» **Texto fuente**:
▬▬▬▬▬▬
Apenas el óvulo es fecundado,
comienza a crearse una red de vínculos que desaparecerán hasta después de
nuestra muerte. El primero siempre resulta el latido con el que somos traídos a
la vida, ese “bum-bum” que nos conecta con el ser que nos llevará en su vientre
durante algunos meses hasta que el grito de la vida nos haga parte de este
mundo fuera de un útero.
Pensemos
en una semilla, cualquiera, incluso la típica semilla de frijol que nos obligan
a germinar en la temprana infancia para entender el ciclo de la vida. Al
abrirse, la semilla crea raíces, tallos, ramadales, hojas y nervios en sus
hojas, todo en una especie de red manifiesta en diferentes formas (lazos) que
genera vínculos con este mundo en los diferentes contextos y circunstancias en
las que se inserta.
Si
cortara todos esos vínculos, la semilla germinada simplemente dejaría de
existir. Uno puede cortar las raíces y al cabo del tiempo se secaría. Si uno
cortara todas sus hojas, nos quedaríamos con un tallo que también al cabo de
los día se secaría. Si cortáramos todos los tallos y únicamente conserváramos
las raíces, ¿qué sería de la raíz sin el resto de sí para poder existir?
▬▬▬▬▬▬
» **Material proporcionado**:
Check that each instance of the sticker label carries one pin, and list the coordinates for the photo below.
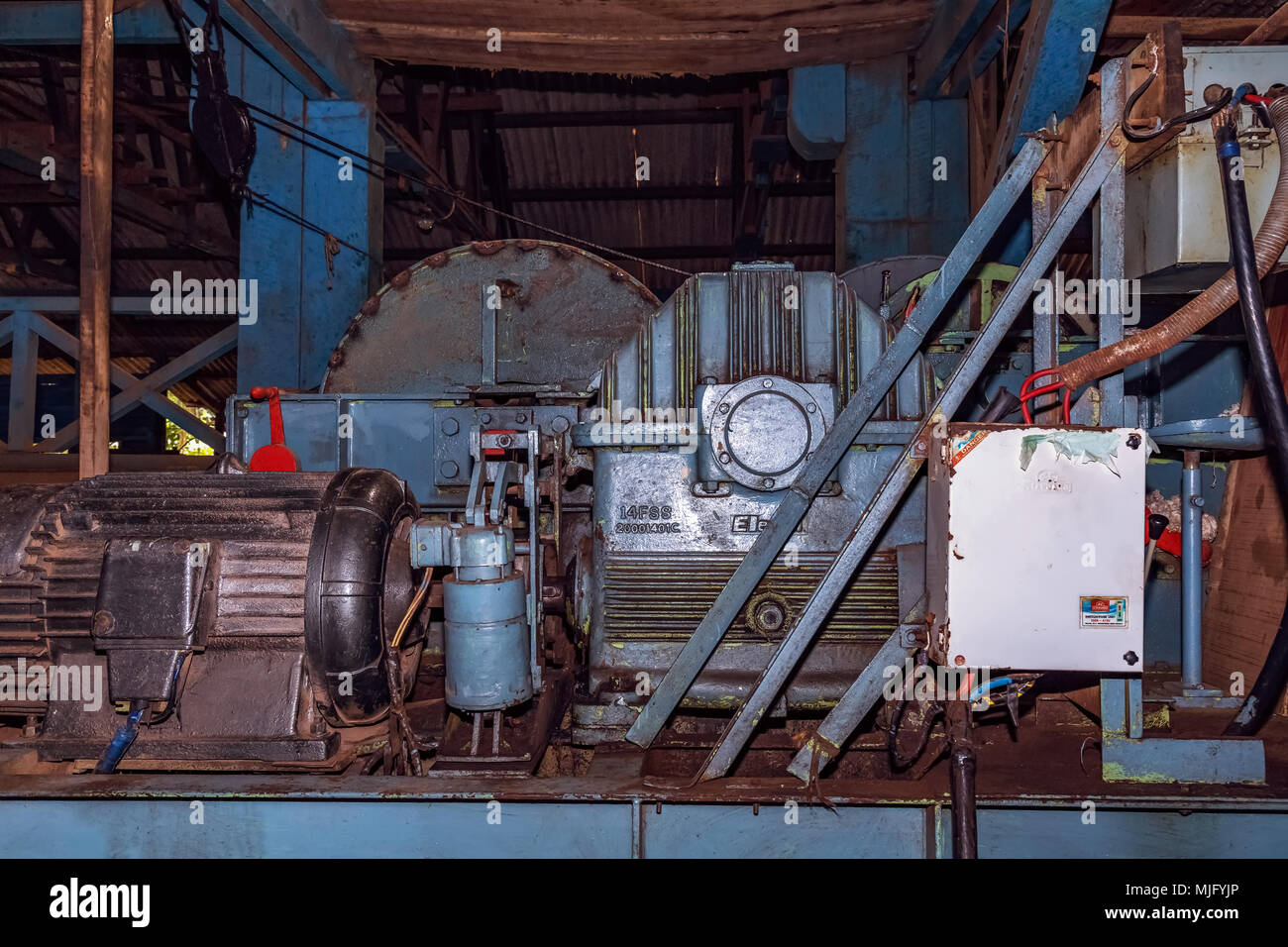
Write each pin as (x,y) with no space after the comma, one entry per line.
(1104,611)
(964,445)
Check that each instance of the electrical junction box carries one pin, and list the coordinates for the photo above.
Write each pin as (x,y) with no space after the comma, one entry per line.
(1173,209)
(1035,548)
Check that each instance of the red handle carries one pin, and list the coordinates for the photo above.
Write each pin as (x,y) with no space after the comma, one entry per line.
(275,432)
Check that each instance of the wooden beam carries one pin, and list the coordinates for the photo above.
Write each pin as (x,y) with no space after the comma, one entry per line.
(1194,27)
(1273,29)
(632,38)
(98,56)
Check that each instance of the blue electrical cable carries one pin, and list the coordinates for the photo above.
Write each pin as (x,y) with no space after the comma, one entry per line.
(121,741)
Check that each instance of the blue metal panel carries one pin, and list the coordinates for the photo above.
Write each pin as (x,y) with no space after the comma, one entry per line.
(313,52)
(876,162)
(348,202)
(303,311)
(268,351)
(387,432)
(1063,63)
(294,828)
(441,826)
(954,26)
(785,831)
(815,111)
(58,22)
(938,210)
(1120,832)
(894,202)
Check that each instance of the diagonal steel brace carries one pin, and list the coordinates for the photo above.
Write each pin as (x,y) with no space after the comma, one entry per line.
(797,500)
(836,728)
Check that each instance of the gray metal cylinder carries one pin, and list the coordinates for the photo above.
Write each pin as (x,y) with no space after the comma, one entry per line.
(487,643)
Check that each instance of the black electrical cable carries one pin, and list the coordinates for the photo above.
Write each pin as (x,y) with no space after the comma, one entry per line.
(1273,412)
(1180,120)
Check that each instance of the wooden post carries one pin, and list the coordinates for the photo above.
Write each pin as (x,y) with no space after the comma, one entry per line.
(95,210)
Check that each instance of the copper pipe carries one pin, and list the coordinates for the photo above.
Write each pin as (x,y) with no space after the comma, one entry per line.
(1270,243)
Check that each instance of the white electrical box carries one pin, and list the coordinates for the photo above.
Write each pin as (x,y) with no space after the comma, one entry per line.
(1175,211)
(1035,548)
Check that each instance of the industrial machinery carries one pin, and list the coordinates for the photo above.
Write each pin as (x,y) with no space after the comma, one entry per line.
(541,515)
(571,514)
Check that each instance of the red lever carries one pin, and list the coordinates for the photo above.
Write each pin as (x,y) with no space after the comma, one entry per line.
(1171,541)
(274,455)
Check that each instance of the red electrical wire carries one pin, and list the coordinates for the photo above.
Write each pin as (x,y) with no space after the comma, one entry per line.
(1025,394)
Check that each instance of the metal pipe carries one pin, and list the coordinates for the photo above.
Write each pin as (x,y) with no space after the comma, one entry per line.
(95,228)
(1270,243)
(1192,573)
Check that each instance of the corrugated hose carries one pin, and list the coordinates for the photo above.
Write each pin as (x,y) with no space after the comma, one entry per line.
(1270,243)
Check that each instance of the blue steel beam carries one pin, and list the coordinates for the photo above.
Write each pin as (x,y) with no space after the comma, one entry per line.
(815,111)
(956,25)
(314,53)
(56,24)
(797,500)
(304,303)
(1063,62)
(1107,155)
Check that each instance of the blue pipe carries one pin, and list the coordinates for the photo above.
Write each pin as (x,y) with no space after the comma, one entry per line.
(121,741)
(1192,573)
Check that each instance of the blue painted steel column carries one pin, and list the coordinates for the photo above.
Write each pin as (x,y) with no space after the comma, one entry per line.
(1192,573)
(906,166)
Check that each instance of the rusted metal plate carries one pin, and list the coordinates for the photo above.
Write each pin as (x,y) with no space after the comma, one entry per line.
(507,313)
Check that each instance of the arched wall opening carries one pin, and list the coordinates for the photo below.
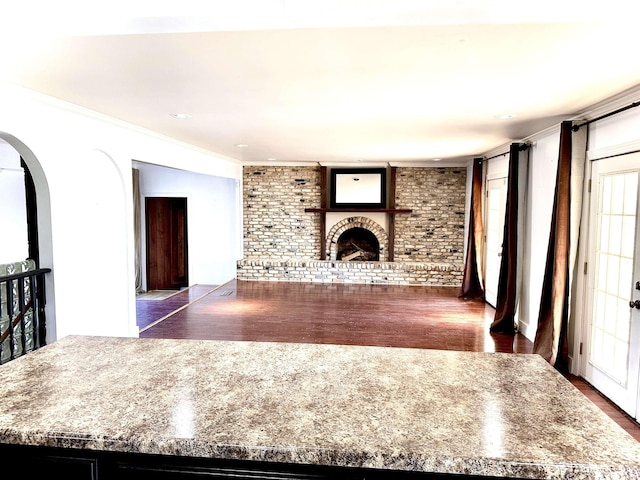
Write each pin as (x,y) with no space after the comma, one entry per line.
(45,249)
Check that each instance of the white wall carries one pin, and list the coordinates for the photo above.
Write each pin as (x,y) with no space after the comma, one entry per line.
(211,219)
(13,212)
(81,163)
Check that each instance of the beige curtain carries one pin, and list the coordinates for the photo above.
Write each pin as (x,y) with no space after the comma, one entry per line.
(471,281)
(512,243)
(551,340)
(137,226)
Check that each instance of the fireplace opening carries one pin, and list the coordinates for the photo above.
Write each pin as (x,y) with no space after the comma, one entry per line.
(358,244)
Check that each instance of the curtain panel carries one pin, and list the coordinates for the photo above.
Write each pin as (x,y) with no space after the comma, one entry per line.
(510,268)
(471,282)
(551,335)
(137,228)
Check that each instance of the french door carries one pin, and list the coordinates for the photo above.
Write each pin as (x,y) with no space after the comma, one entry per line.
(496,203)
(613,333)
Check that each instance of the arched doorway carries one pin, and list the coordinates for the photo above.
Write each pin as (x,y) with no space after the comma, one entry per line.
(38,222)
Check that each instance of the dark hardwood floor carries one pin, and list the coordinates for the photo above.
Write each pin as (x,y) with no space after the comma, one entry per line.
(376,315)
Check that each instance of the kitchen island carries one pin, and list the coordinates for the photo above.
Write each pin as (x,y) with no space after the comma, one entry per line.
(149,408)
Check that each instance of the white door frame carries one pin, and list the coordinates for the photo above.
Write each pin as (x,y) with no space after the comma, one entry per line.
(581,314)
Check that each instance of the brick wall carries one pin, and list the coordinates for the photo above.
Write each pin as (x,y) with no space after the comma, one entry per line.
(434,231)
(429,242)
(275,224)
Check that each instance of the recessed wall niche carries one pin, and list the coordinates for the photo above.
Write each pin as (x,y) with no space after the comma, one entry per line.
(358,188)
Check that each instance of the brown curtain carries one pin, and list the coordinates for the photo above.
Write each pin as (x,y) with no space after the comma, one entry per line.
(551,335)
(471,283)
(137,228)
(506,303)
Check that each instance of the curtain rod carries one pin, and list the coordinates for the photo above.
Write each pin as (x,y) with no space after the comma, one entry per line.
(523,146)
(575,128)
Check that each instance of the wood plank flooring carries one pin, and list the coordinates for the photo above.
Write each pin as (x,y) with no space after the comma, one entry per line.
(376,315)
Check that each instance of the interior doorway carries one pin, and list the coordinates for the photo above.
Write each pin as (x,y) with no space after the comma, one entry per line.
(496,203)
(612,333)
(166,233)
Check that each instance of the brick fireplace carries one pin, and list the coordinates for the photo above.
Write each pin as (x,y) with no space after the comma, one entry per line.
(282,241)
(363,229)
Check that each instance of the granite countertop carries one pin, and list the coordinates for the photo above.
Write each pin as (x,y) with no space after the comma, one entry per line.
(389,408)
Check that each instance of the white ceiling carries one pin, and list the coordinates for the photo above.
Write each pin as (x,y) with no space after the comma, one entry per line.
(329,81)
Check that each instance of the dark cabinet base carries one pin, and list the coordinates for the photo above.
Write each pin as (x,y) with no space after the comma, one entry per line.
(45,462)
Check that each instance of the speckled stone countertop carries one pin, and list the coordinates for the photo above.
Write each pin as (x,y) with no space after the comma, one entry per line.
(390,408)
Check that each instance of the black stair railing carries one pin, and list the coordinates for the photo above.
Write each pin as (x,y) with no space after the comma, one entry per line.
(23,326)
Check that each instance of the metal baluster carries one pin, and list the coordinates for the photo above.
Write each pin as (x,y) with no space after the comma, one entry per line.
(40,292)
(23,312)
(10,315)
(34,310)
(1,343)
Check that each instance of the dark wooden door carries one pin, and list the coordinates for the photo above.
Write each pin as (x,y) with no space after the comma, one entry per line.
(166,243)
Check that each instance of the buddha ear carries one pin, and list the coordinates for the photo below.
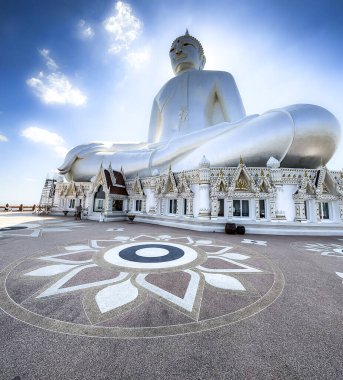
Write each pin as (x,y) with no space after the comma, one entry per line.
(202,62)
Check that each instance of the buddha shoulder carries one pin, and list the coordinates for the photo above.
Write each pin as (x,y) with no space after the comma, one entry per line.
(207,78)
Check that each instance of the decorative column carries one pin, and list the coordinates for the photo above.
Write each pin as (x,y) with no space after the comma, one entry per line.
(153,202)
(189,209)
(214,207)
(340,205)
(230,207)
(299,209)
(257,208)
(204,189)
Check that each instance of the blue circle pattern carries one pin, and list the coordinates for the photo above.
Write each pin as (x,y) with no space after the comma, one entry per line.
(130,254)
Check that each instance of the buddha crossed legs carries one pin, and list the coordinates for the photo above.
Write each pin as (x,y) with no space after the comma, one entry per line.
(200,113)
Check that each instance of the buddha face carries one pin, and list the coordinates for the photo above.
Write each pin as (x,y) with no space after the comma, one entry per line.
(185,55)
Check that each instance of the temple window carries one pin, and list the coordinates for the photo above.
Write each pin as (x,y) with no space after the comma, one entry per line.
(138,205)
(117,205)
(220,207)
(184,206)
(324,210)
(262,204)
(172,206)
(99,198)
(240,207)
(305,209)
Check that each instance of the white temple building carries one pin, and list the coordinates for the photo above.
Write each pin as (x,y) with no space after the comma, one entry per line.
(265,200)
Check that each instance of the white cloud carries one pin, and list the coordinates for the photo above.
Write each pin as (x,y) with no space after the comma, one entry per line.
(55,88)
(124,27)
(51,64)
(43,136)
(86,30)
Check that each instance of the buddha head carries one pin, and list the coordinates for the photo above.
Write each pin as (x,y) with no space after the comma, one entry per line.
(186,53)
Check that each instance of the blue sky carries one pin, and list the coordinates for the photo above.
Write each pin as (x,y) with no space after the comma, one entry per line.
(78,71)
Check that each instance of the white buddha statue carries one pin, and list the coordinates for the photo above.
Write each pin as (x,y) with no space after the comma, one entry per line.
(200,113)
▬▬▬▬▬▬
» **Tareas y ejercicios**:
A - En el texto sobre los vínculos, ¿cuál es el primer vínculo que se menciona?
B - Por favor, prosigue el texto sobre los vínculos a partir de su última oración.

» **Respuestas**:
A - El latido con el que somos traídos a la vida, ese "bum-bum" que nos conecta con el ser que nos llevará en su vientre.

B -
Lo
mismo ocurre con la humanidad, con cada persona que es traída al mundo. Cada
individuo es un microuniverso inserto en un macrouniverso, sujeto a un tiempo y
un espacio determinados, en contextos y circunstancias específicas que dan
sentido a su propia existencia. Cada persona es un ser complejo, en apariencia
simple, cuyas conexiones con el mundo pueden compartir patrones similares con otros
individuos y siempre habrá un punto (una puntada) que difiera de los demás,
algo que haga de su existencia algo único e irrepetible.
Si
pensáramos el microuniverso que conforma a una persona, imaginemos que cortamos
su sistema nervioso. Al poco tiempo se verían las consecuencias de esa
desconexión entre el microuniverso y el macrouniverso de esa persona. Si a ese
individuo le cortamos los vínculos sociales, únicamente los vínculos sociales,
conservaría otro tipo de vínculos con el mundo, pero al cabo del tiempo su
microuniverso perecería ante la fragilidad de sus vínculos con el macrouniverso
en el que está inserto.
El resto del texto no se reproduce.